_SUPPLIED TEXT:_
Today, Location-Based Services (LBS) is focused on expanding their markets and becoming as popular as other IT services. Especially in the mobile phone market in advanced countries, almost every mobile phone is equipped with a GPS and is LBS-ready. Yet, people do not use these services unless they are as easy and comfortable to use as MP3 players and music download services. Now new data compression technologies especially designed for LBS/GIS data are in high demand because of the following reasons:

  • Existing data compression technologies are insufficient to meet the demands of LBS/GIS
  • GIS data compression improve customer's experience of LBS
  • GIS data compression boosts LBS

There are a lot of data compression algorithms and methods available in the world. Each of them is designed and optimised for specialised purposes. Most compression tools are combinations of multiple compression algorithms and try to maximise the compression efficiency of target object data. Compression theory always uses the characteristics and inherent redundancy of target data.

_SHORT TASK 1:_
From the passage on GIS data compression, return the part that opens with the words containing "There are a" and closes with "of target data.", copied verbatim.

_EXCERPTED RECORDS:_
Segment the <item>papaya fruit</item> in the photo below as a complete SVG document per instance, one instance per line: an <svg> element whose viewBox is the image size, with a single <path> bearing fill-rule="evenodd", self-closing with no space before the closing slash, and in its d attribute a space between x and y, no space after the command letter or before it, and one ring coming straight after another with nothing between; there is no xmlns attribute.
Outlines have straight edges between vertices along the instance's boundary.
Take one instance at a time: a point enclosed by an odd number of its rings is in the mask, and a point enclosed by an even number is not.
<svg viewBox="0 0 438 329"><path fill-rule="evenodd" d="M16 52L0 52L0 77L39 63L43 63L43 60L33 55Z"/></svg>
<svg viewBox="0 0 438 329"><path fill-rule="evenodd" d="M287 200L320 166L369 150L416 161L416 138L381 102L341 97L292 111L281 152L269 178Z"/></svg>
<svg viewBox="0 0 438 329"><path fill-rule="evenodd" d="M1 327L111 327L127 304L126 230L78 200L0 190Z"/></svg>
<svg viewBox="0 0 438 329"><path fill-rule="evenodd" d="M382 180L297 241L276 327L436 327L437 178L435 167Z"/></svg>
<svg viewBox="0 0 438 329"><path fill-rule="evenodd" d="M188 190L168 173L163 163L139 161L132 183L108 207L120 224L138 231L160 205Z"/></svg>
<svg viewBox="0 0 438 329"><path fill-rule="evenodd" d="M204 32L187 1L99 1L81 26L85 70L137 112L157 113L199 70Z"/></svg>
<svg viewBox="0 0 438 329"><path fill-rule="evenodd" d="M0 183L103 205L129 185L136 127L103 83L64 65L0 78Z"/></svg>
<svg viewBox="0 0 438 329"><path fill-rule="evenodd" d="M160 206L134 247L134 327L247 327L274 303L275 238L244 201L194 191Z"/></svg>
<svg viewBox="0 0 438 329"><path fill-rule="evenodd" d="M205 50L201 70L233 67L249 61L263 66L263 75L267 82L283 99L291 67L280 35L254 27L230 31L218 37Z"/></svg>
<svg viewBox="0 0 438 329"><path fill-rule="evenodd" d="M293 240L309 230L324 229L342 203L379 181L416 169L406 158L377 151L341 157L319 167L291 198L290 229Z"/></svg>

_SHORT TASK 2:_
Output every line of the rows above as a JSON list of strings, one string per line, omitting blank lines.

_FULL RESPONSE 1:_
There are a lot of data compression algorithms and methods available in the world. Each of them is designed and optimised for specialised purposes. Most compression tools are combinations of multiple compression algorithms and try to maximise the compression efficiency of target object data. Compression theory always uses the characteristics and inherent redundancy of target data.

_FULL RESPONSE 2:_
[
  "Segment the <item>papaya fruit</item> in the photo below as a complete SVG document per instance, one instance per line: an <svg> element whose viewBox is the image size, with a single <path> bearing fill-rule=\"evenodd\", self-closing with no space before the closing slash, and in its d attribute a space between x and y, no space after the command letter or before it, and one ring coming straight after another with nothing between; there is no xmlns attribute.",
  "Outlines have straight edges between vertices along the instance's boundary.",
  "Take one instance at a time: a point enclosed by an odd number of its rings is in the mask, and a point enclosed by an even number is not.",
  "<svg viewBox=\"0 0 438 329\"><path fill-rule=\"evenodd\" d=\"M16 52L0 52L0 77L39 63L43 63L43 60L33 55Z\"/></svg>",
  "<svg viewBox=\"0 0 438 329\"><path fill-rule=\"evenodd\" d=\"M287 200L320 166L369 150L416 161L416 138L381 102L341 97L292 111L281 152L269 178Z\"/></svg>",
  "<svg viewBox=\"0 0 438 329\"><path fill-rule=\"evenodd\" d=\"M1 327L111 327L127 304L126 230L78 200L0 190Z\"/></svg>",
  "<svg viewBox=\"0 0 438 329\"><path fill-rule=\"evenodd\" d=\"M382 180L297 241L276 327L436 327L437 178L435 167Z\"/></svg>",
  "<svg viewBox=\"0 0 438 329\"><path fill-rule=\"evenodd\" d=\"M188 190L168 173L163 163L139 161L132 183L108 207L120 224L138 231L160 205Z\"/></svg>",
  "<svg viewBox=\"0 0 438 329\"><path fill-rule=\"evenodd\" d=\"M204 32L187 1L99 1L81 26L85 70L137 112L157 113L199 70Z\"/></svg>",
  "<svg viewBox=\"0 0 438 329\"><path fill-rule=\"evenodd\" d=\"M0 183L103 205L129 185L136 127L103 83L64 65L0 78Z\"/></svg>",
  "<svg viewBox=\"0 0 438 329\"><path fill-rule=\"evenodd\" d=\"M160 206L134 247L134 327L247 327L274 303L275 238L244 201L194 191Z\"/></svg>",
  "<svg viewBox=\"0 0 438 329\"><path fill-rule=\"evenodd\" d=\"M205 50L201 70L233 67L249 61L263 66L263 75L267 82L283 99L291 67L280 35L254 27L230 31L218 37Z\"/></svg>",
  "<svg viewBox=\"0 0 438 329\"><path fill-rule=\"evenodd\" d=\"M293 240L309 230L324 229L342 203L379 181L416 169L406 158L377 151L341 157L319 167L291 198L290 229Z\"/></svg>"
]